**What is expected:** In the passage on the bread flour experiment, what flours made up the levain used for every loaf?

**Selected passage:**
-------

The 20 percent experiment
The last few loaves have been an experiment in varying the flour that is used together with a white bread flour base. All of these breads are 80% white bread flour; the experiment is in varying the remaining 20% to be either chakki atta (Indian stoneground wholewheat), unsifted wholewheat (without germ), wholegrain spelt, semolina or rye.
All breads had a hydration of 80% and were made according to the Full Proof basic open crumb recipe, however a machine mixer was used to incorporate the levain and salt. The remaining steps were true to the recipe, including lamination, coil folds and waiting for the dough to rise to a volume increase of between 55 and 85%, followed by overnight cold retard. The white bread flour used was “champagne valley” which has a protein content of 11.7% by itself, so vital wheat gluten was used to increase that protien content in order to support the 80% hydration (final protein was 14.9%). The levain used for all was 90% white bread flour and 10% rye.
Some flours were much harder to work – the spelt dough was extremely sticky. The semolina was particularly tiny, had a glossier texture than the others and made the best toast. The rye was super soft and spongy (and maybe the atta, wholewheat and spelt would fit into the spongy group too). A tighter shaping seemed to have been achieved with chakki atta and wholewheat, probably because they absorbed more water, and my personal favourite was the unsifted wholewheat, but it is hard to remember and it might have been more accurate to compare side by side rather than relying on my fallible memory of how they tasted.
All of these breads were lovely to eat, and weren’t as different from each other as I’d originally figured. It has been a good learning experience knowing what each flour brings to the bread by itself, and also I realise that 20% can change the bread, but not as much as a higher percentage does and so they are all still white breads, albeit with a uniquely different twist in each case.

-------

[Collection entries]
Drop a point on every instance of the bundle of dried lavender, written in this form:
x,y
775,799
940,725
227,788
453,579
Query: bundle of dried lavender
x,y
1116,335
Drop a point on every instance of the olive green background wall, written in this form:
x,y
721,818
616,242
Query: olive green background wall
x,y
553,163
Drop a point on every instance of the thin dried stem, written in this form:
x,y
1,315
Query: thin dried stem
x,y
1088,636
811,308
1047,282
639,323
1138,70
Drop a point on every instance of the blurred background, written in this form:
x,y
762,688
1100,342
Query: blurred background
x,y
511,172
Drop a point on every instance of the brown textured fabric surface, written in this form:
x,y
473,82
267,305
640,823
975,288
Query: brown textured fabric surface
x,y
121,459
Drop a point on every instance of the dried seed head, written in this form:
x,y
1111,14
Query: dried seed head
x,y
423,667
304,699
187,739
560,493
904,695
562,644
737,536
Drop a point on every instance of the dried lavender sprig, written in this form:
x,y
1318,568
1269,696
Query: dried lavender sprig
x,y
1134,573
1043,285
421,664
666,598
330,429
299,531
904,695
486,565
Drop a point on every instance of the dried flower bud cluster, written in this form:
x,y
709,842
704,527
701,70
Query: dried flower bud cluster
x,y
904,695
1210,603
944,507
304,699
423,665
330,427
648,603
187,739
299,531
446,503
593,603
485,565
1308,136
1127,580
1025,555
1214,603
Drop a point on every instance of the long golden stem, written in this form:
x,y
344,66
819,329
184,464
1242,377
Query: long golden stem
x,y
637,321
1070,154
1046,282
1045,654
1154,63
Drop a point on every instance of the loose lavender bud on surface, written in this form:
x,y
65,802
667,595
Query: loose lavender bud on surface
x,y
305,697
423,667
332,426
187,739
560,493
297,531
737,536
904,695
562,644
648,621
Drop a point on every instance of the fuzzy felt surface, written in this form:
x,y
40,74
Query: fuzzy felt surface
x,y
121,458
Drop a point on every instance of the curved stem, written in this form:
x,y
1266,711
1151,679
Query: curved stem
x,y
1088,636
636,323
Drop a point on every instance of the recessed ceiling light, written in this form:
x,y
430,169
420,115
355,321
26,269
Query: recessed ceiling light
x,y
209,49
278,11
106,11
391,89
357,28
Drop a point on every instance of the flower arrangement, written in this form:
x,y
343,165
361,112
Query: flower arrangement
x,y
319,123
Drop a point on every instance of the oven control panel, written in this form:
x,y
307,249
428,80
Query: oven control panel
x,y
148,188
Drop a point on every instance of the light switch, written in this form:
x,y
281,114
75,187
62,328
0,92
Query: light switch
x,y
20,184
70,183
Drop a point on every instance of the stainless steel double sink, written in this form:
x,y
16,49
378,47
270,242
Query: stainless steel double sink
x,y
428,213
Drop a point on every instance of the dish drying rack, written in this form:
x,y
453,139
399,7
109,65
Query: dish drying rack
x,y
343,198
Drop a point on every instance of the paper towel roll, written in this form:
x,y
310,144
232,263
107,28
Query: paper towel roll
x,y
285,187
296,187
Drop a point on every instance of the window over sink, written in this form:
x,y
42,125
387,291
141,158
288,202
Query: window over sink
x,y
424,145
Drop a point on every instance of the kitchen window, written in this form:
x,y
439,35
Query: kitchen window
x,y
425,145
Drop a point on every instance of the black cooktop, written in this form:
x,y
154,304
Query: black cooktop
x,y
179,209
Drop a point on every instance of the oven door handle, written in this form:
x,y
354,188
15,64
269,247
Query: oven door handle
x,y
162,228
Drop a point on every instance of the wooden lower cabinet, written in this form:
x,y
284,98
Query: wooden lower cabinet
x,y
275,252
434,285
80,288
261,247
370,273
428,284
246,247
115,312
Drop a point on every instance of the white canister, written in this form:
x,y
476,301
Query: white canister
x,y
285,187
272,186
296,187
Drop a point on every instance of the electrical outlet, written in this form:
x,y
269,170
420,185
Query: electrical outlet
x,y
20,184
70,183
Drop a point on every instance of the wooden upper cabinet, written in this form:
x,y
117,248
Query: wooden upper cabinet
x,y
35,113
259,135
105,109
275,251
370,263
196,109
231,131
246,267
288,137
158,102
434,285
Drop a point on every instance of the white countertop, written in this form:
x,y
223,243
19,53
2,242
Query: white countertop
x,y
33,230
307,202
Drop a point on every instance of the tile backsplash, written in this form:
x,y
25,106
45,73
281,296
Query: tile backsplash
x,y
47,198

-------

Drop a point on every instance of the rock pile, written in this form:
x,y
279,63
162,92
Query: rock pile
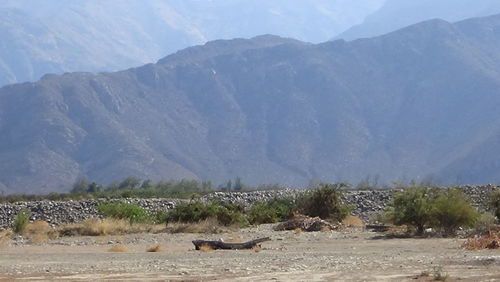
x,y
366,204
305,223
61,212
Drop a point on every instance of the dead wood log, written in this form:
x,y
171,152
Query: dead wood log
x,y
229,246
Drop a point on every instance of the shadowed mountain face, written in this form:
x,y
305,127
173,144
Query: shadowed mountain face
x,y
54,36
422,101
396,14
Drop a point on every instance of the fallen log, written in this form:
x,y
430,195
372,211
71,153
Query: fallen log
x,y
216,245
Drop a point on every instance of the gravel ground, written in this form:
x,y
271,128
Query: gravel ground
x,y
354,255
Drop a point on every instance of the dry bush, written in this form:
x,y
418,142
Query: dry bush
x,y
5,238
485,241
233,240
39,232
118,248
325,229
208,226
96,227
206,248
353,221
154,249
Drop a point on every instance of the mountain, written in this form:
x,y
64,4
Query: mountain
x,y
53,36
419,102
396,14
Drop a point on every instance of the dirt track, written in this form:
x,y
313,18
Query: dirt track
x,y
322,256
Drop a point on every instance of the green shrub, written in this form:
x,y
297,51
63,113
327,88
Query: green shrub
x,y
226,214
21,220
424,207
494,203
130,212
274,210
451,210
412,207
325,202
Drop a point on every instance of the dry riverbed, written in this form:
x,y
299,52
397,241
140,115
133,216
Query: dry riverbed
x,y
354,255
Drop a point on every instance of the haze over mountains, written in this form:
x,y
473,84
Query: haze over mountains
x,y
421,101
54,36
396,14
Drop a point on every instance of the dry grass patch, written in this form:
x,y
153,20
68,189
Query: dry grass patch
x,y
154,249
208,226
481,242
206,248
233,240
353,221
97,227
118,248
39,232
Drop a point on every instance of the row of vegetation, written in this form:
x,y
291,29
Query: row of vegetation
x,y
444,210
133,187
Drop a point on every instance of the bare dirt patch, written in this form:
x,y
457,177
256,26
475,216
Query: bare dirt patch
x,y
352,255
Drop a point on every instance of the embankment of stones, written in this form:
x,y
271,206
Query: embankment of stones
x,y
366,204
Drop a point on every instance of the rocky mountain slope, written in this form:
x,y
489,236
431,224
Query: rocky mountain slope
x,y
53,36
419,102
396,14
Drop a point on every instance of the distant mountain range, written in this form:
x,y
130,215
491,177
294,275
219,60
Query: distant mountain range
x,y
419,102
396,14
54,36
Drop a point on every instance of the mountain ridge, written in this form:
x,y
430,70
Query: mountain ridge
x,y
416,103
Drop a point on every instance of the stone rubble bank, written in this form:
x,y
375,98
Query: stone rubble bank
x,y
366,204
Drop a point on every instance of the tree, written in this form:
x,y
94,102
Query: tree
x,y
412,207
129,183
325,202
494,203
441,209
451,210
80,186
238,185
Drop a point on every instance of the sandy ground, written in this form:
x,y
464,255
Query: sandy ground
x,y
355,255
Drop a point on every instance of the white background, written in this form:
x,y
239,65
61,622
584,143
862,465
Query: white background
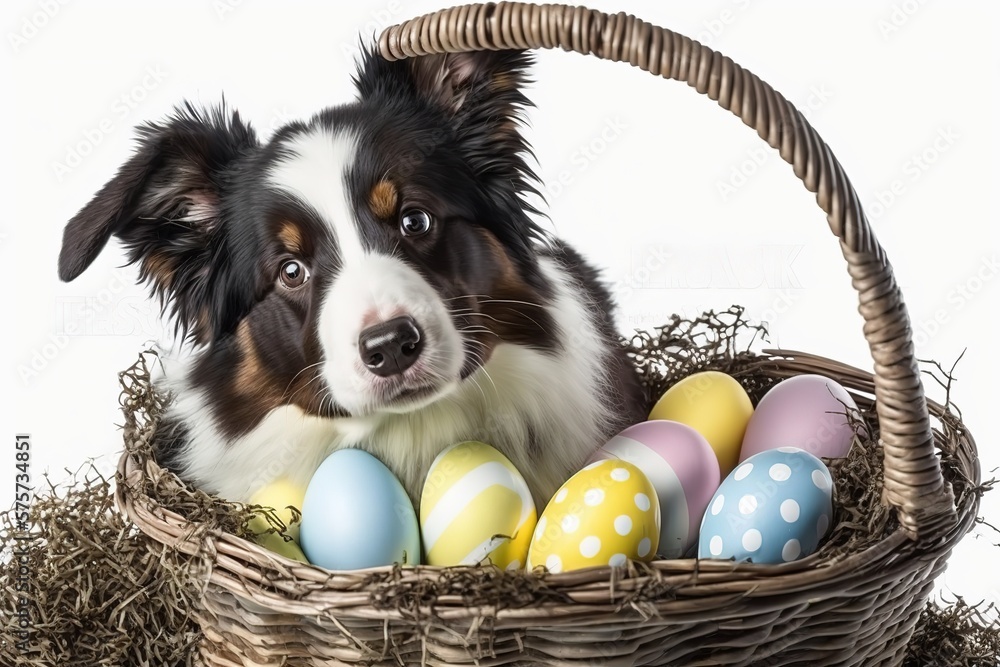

-------

**Solution:** The levain was 90% white bread flour and 10% rye.